-- begin --

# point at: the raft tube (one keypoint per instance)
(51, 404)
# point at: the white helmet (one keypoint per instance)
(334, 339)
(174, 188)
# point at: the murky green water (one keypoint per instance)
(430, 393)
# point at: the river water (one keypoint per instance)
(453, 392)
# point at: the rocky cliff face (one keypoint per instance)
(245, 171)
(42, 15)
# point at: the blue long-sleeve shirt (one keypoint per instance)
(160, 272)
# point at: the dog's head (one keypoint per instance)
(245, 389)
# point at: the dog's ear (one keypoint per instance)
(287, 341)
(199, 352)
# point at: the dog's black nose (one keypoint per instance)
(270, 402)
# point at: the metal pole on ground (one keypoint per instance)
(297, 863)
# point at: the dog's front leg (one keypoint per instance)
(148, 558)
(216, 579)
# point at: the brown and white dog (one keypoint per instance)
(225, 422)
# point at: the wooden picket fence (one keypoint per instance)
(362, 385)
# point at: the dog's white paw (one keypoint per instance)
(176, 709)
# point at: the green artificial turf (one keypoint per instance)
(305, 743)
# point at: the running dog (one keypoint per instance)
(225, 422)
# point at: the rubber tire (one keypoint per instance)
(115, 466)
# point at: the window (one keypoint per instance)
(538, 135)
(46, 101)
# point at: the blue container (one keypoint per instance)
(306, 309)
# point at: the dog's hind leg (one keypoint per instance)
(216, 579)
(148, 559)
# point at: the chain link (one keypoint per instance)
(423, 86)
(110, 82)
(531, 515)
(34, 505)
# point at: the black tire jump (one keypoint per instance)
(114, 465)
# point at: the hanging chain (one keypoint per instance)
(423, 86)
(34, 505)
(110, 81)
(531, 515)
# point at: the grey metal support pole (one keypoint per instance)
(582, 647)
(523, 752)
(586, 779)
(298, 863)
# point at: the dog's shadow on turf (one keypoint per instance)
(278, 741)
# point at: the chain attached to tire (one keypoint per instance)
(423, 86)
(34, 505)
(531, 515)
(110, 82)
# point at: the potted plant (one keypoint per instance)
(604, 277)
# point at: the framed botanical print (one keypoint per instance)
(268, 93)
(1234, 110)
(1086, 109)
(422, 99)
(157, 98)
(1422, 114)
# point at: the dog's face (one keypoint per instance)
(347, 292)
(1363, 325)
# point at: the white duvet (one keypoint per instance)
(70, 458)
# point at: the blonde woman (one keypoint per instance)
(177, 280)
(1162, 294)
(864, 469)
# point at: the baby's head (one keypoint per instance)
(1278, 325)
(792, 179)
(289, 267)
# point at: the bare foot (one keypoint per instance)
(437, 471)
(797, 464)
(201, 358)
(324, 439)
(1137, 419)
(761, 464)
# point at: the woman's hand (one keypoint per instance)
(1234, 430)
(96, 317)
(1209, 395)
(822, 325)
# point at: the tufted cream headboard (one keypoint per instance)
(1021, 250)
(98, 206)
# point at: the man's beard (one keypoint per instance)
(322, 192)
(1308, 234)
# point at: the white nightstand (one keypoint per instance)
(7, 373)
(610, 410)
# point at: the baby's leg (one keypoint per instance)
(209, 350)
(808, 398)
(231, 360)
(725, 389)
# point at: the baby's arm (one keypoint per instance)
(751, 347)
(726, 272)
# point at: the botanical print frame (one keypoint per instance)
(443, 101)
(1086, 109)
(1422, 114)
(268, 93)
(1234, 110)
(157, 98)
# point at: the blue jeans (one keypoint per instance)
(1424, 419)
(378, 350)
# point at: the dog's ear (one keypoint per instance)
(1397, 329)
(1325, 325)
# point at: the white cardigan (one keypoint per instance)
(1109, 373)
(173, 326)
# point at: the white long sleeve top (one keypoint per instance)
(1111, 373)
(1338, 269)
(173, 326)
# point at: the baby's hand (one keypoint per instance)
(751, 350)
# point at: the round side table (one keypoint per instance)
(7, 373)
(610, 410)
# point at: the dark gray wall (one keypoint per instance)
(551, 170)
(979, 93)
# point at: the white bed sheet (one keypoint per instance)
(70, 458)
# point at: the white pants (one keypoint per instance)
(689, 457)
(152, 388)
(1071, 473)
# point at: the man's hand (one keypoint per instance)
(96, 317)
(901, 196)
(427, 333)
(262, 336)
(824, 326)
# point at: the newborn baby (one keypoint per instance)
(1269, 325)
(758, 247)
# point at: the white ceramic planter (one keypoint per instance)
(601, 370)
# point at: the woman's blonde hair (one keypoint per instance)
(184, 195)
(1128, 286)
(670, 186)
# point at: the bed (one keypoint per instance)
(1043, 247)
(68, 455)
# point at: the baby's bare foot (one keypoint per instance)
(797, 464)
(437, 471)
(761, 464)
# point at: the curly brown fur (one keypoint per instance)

-- end --

Exercise goal: Copy everything in the entries above from the line containing "# point at: the woman's hand" down to the line containing "(1308, 234)", including both of those lines, keeping each line unchanged.

Answer to the exercise:
# point at: the woman's hand (one keypoint per instance)
(1234, 430)
(96, 317)
(1209, 395)
(822, 325)
# point at: the tufted cream headboard (one keypoint per instance)
(1021, 250)
(98, 206)
# point at: the man's beard (one keypoint per instance)
(322, 192)
(1308, 234)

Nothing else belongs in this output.